> **Sua tarefa**
Pode prosseguir com o relato da viagem de ônibus da Lerotur, começando logo depois da última frase dele?

> **Trecho selecionado**
Como era de se esperar, durante a travessia do Paraná, um dos pneus fura. Os fiéis descem do ônibus, satisfeitos, para respirar o ar puro da manhã e cumprimentar as ovelhas. Finalmente, descobrem onde estão: Mandirituba, Capital Nacional da Camomila. Nada mais coerente, nada mais apropriado. Alguns se ajoelham e o mecânico sentencia: o estado dos pneus não é nada aprazível. Um dos peregrinos lança as mãos aos céus e pergunta: “O que é que vem depois de ‘santificado seja o vosso nome’?”.
Vinte e quatro horas de viagem em um ônibus Lerotur é a oportunidade perfeita para pobres alunos de comunicação e jornalistas recém-deformados soltarem o verbo. O que é difícil, dada a qualidade – não dos ônibus – das escolas de comunicação. Quando em condições ideais de temperatura, pressão atmosférica e liberdade, soltam-se trocadilhos, inferências, comentários engraçadinhos, citações em francês (de O pequeno Príncipe) e alusões a Habermas, et al. “Olhem! Uma ovelha”, e todos voltam suas atenções à janela. Então o garoto completa, sem qualquer coerência: “Vamos fazer um pedido”.
A todo instante, havia quem calculasse o tempo que restava. Só faltam doze horas, alguém afirmou, naquele clima de tolerância. “Podia ser pior”, foi o que retrucaram. “Não consigo imaginar como, mas podia ser pior”. Imediatamente, alguém chama a atenção para uma coluna de fumaça em um dos pneus, mas logo o detalhe é esquecido: naquele momento, sem qualquer cerimônia e para desespero geral, um moço resolve abrir a porta do banheiro. Houve quem vestisse uma máscara de rosto contra gases tóxicos. O aroma espalhou-se e o limite do suportável parecia ter sido finalmente atingido.
Mas ainda era cedo. Àquela altura, a Lerotur Atrações Cinematográficas já tinha proporcionado aos passageiros quatro ou cinco sessões do mesmo filme, “Pânico 2”. Dublado. A outra fita que vez ou outra passava na única televisão do ônibus era “The Night Flier”, do Stephen King. Também dublado. Nada como assistir filmes de horror durante os momentos mais felizes: o acaso estava rindo um bocado de tudo aquilo, em algum lugar.

> **Dados fornecidos**
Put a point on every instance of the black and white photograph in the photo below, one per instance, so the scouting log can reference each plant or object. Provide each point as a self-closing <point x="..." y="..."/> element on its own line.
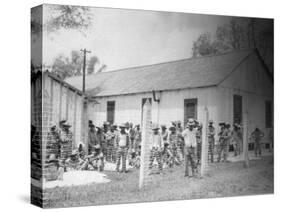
<point x="131" y="106"/>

> **Resposta ao exercício**
Muitas serras se passaram, as dezoito horas iniciais já tinham partido há tempos (e chegado antes de nós). O motorista parecia não saber o caminho, ou então estava querendo chegar a Davos. Finalmente, em Canoas, já na Grande Porto Alegre, o relógio se aproxima das 9 da noite e Homer Simpson resolve parar um instantinho. Uma garota queria fazer xixi, pôxa. Outras aproveitaram para descer, comprar salgadinhos, trocar receitas, enfim, confraternizar. Temos todo o tempo do mundo, diriam. Começava a escurecer; parte dos fiéis jogava truco e achava tudo aquilo um barato. Outros deixavam-se levar pelo pânico puro e simples. Quando o motorista foi finalmente convencido de que aquilo não era uma excursão ao Hopi Hari, as pessoas voltaram ao ônibus e terminaram a jornada.
Vencida uma batalha, contam-se as baixas. O que aprendemos, afinal? Solidariedade é apenas mais uma palavra bonita do dicionário? Calma é algo que só se consegue com camomila? Planejamento e respeito são nomes bonitos, mas… “Acho que não vou usar, não estou acostumado”. No desembarque, ainda encaramos alguns vendedores ambulantes, que nos perguntavam: “Água? Refri? Cartão telefônico? “Não”, era a resposta. “Afago? Carinho?”, e quase que compramos. No final, terá valido a pena? Tudo indica que sim, mas prometemos não voltar no ônibus em que viemos.